The entries that follow need to be reproduced exactly, minus any images.

________________________

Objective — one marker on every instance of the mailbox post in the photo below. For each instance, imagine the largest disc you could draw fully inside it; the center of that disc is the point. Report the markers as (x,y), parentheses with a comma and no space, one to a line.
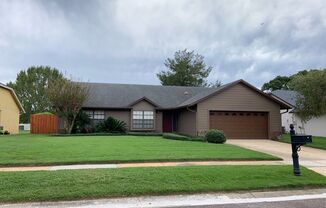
(296,142)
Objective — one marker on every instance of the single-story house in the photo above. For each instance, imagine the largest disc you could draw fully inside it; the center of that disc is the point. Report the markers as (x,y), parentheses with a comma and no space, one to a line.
(239,109)
(10,108)
(315,126)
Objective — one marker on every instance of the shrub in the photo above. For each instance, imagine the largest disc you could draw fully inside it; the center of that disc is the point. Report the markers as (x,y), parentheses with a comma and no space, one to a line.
(111,125)
(82,123)
(181,137)
(215,136)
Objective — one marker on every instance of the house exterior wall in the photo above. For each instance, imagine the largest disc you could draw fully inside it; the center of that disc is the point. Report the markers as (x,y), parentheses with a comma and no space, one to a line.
(239,98)
(186,122)
(9,112)
(122,115)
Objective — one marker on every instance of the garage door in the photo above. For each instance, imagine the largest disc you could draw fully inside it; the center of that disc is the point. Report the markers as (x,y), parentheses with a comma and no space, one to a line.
(240,125)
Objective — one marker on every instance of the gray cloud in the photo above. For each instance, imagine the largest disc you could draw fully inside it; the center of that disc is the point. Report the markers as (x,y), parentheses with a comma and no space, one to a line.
(127,41)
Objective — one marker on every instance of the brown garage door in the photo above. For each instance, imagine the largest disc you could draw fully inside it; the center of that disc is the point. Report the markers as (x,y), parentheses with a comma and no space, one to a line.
(240,125)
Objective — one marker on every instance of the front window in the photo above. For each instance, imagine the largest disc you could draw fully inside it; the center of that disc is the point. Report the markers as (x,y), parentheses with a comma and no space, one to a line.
(95,114)
(143,119)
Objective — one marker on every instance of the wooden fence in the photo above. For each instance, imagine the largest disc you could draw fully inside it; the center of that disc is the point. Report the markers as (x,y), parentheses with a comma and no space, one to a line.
(44,124)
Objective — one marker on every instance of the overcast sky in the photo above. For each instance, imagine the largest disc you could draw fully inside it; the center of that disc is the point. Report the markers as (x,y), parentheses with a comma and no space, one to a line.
(127,41)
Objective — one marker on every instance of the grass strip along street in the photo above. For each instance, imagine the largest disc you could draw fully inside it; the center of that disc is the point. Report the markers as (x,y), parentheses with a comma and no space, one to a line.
(98,183)
(29,150)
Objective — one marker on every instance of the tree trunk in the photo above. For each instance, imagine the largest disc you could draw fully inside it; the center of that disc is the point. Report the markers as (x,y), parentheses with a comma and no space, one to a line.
(72,124)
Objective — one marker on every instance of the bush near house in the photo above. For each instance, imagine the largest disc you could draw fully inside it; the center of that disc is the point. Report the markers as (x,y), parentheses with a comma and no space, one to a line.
(215,136)
(2,132)
(82,124)
(175,136)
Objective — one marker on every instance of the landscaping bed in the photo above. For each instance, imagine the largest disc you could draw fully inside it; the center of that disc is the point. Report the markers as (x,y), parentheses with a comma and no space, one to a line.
(317,142)
(28,150)
(100,183)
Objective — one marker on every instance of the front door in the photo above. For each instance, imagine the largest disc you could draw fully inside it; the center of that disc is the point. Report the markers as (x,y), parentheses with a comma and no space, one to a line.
(167,121)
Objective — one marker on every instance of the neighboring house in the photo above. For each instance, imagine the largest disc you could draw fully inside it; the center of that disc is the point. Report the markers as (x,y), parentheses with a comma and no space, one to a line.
(238,108)
(10,108)
(315,126)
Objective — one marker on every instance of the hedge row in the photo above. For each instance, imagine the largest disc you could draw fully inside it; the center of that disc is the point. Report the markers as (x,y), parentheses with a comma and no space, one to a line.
(111,134)
(181,137)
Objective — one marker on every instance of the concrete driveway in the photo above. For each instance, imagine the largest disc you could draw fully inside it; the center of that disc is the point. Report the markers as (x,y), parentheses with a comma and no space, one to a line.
(314,159)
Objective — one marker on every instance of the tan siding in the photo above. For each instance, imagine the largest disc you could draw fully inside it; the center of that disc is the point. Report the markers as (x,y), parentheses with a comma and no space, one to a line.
(9,112)
(239,98)
(187,122)
(122,115)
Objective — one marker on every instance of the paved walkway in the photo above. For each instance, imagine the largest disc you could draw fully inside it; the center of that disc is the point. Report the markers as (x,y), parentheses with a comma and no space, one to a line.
(131,165)
(312,158)
(185,200)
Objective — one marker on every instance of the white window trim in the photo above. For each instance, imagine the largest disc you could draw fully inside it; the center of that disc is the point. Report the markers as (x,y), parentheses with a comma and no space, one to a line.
(143,119)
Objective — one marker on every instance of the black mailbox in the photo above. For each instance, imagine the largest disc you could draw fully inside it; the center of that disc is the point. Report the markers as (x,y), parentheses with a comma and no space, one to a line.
(297,140)
(301,139)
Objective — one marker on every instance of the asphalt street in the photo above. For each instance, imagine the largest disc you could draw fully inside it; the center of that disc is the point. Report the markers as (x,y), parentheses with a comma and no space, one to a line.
(308,203)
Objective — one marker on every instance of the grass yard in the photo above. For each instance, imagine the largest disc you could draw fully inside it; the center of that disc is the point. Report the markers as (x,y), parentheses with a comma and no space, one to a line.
(28,149)
(99,183)
(317,142)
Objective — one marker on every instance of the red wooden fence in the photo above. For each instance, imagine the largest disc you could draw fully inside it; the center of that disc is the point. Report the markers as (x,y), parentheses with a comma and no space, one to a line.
(44,124)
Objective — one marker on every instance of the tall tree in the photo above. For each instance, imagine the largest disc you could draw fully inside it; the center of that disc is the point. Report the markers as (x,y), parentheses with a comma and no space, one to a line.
(278,83)
(31,86)
(311,87)
(185,69)
(67,99)
(282,82)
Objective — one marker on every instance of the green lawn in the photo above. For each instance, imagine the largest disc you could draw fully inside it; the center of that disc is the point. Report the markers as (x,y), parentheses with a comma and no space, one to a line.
(317,142)
(27,149)
(99,183)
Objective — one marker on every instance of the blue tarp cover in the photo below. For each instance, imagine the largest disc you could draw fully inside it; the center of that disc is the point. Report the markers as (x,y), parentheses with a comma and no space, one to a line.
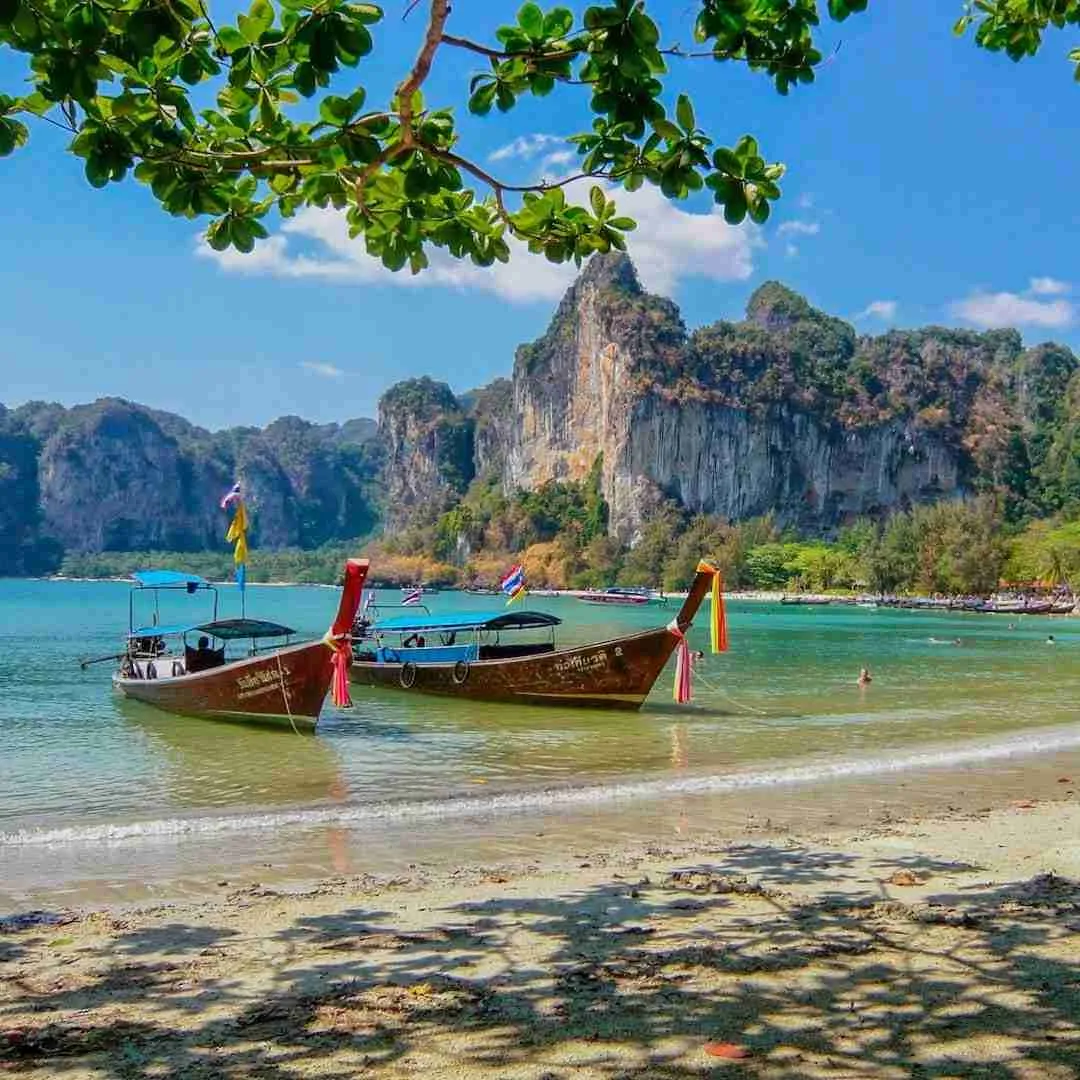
(164,631)
(165,579)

________________________

Finished exercise:
Objective — one marker on every instance of the mailbox post in the photo below. For each instance, imagine the largest disc you could draw fully inside it; the center of that disc is the point. Report the markers as (x,y), parentheses with a comma and no space, one to a line.
(296,142)
Objective — one marker on every instance of the single-story house in the photo above. For each instance, imagine the largest disc you could draw fully inside it; the center of that disc is the point. Report the markers as (x,y), parentheses with a comma and no space, one to a line.
(239,109)
(10,108)
(315,126)
Objective — one marker on every instance of the shrub in the photo above. For each instance, imagine the largest disc you could draw fully inside it; the center of that disc is the point. Report the markers as (x,y), parentheses with a comma and no space, one to a line.
(111,125)
(82,123)
(181,137)
(215,136)
Objective — one marker on every instance of the house exterior wall in the photo above. For each instance, imagine the largest disc you could draw fully inside it; the center of that disc is the point. Report the markers as (x,y), parentheses with a comma and no space, one to a line.
(239,98)
(186,122)
(9,112)
(122,115)
Objective — one marker on every instance of the garage door in the photo above. For each instance, imagine the largest disc you could draw fully inside it; the center of that disc is the point. Report the markers as (x,y), parentheses with a comma and no space, one to a line.
(240,125)
Objective — one marker on every instance of the gray cloud in the photo above. For each instance, imagine the largest disc you could draw fully inside it; the center of that disc is the point. Report the markers as (x,y), parentheses with a comma and no space, one to a line.
(127,41)
Objective — one marker on every instance of the brown garage door in the photo above. For each instance, imagine the largest disc you could draw fully inside it; the center of that disc is the point. Report the markers as (x,y), parentheses with a comma and no space, one to a line.
(240,125)
Objective — one marker on every instance of the front window in the photo above. For each instance, imagine the largest disc you could draw fully inside it; the center of that disc is the point. Report the markers as (x,y), parentheses with a comma and no space, one to a line.
(95,114)
(143,119)
Objective — one marker on every instance of the wooden fence in the photo above. For each instance, imagine the largest disc you could draw fully inside it; the center of that disc is the point. Report the markers as (x,y), parentheses with a comma and no space, one to a line.
(44,124)
Objective — one marker on every instance of the overcast sky in the photo above. For each instance, imagine the largest disc you could draw fully inside it; the center of that disc is the point. Report the markers as (x,y), parentheses with a comma and no space, one to a line.
(127,41)
Objective — one marker on every instance of the grass strip along street in the photo above. For each instance, imagine the largest disc you could draw fully inside it; the center of that disc is the point. Report the markers as (x,y), parentheses with a comma and no space, one to a line.
(98,183)
(29,150)
Objective — one marker on every instance of the tree trunk in the photo above. For each instance, imagine the largest disc you could draw fully inside it; the center of that disc is the point. Report the markers as (x,y), parentheses with a comma and no space, one to a line.
(72,124)
Objective — one marker on every instance of the bush near house in the photo above. For each instance, imagine the largest disc you could draw fully inside it; the center of that disc is the point. Report the markers as (x,y), parentheses with a comma and no space, one to a line.
(215,136)
(2,132)
(82,124)
(175,136)
Objective — one marker on every instance of the landscaping bed in the photo above. For each instance, imagine the largest disc you could draw fully inside it; the center of that disc is the point. Report the markers as (x,y), parentheses with a comma and no space, one to a line.
(317,142)
(28,150)
(100,183)
Objective — one marker on every instance of the front door in the photo above. For each instance, imagine the largest disc you could draw fully inside it; the center of that disc is the point. Report the markers as (x,y), parentheses with a comma and no space, one to a line.
(167,121)
Objective — one marker on every instance of the neighboring house in the photo above. For each instance, imagine the largest disc you could draw fully inside it; the center of that disc is the point. Report the markers as (x,y), parentheses with a comma and no space, one to a line.
(238,108)
(10,108)
(315,126)
Objective — one marker on every instance of the hedge row in the photo above. For each instance, imagine the largest disc you could draw fully inside it; the center of that disc is the point. Report the markers as (x,y), parentheses with a comma and no space, one to a line.
(111,134)
(181,137)
Objective — one marker on every instance of the concrete driveway in the photo above. For each instance, imagine the largest disc you could draw fully inside it; the center of that disc is the point. Report the markers as (x,y), parentheses with a comma and no space, one to a line.
(314,159)
Objective — one marker on every instance of the tan siding in the photo above. For each instance, imagine the largest disc you could draw fully inside it; the center of that disc is the point. Report the markers as (x,y), parentheses with a comma and no space, one to a line.
(9,112)
(239,98)
(187,122)
(122,115)
Objective — one marker on every instance of the paved walkway in the photo above. For each instance, imagine the largest disc you could draw fully inside it; the center of that disc is the point. Report the markers as (x,y), parentheses with a comma and no space, one to a line.
(131,165)
(312,158)
(185,200)
Objective — one marker on every instance of the white window trim in the photo above. For each instance, imagine the largest disc you could draw fully inside it; the center of that disc is the point. Report the markers as (x,y), parentheses with a comma and no space, one to a line.
(143,119)
Objective — one marker on every instance of the black mailbox in the photo above. For each instance, imagine the largest disc you could draw fully inside it; the center of that disc is the point. Report the markers as (x,y), parentheses with a comma and no space, one to a line.
(297,140)
(301,139)
Objective — one marker on every instance of the asphalt street in the photo above. For each instance, imagine the largest disc you could draw fully inside it; the center of that disc is the point. Report the markers as (x,y), parentheses with a comma and no space, one to a line.
(308,203)
Objective — one marker on every instance of the grass yard in the photo above. For each instance, imagine the largest disc you could draw fully inside it; the center of that disc is the point. Report the markers as (x,y), parentheses with a comma and no space, one to a line.
(28,149)
(99,183)
(317,142)
Objective — one marker on every instance of the red wooden fence in the photo above. For each instance, imagine the largest disc you could draw fully inside it; the center of that disc is the point. Report the markers as (x,y), parentheses with a comma and no space, one to a line.
(44,124)
Objective — one marker on every instance of the tall tree in the photo above. For each instance, imagine the largest disc you could draw fully inside it; the center of that disc is the point. Report the markers as (x,y), parentheses with a comma and no space, one to a line.
(278,83)
(31,86)
(311,87)
(185,69)
(67,99)
(282,82)
Objective — one marker on every instance of the green lawn in the photo above. For each instance, imagine the largest disc you could draw fully inside it; the center of that disc is the point. Report the markers as (x,y), parentheses with a comma and no space, one to a line.
(317,142)
(27,149)
(99,183)
Objective — one marker on every instance of the blue tarp cover in the photo below. For each instance, imagine the largest disc you could draw fully inside it; the center of that disc is the point. Report the markers as (x,y), parentheses with a comma and no space, one to a line.
(164,631)
(165,579)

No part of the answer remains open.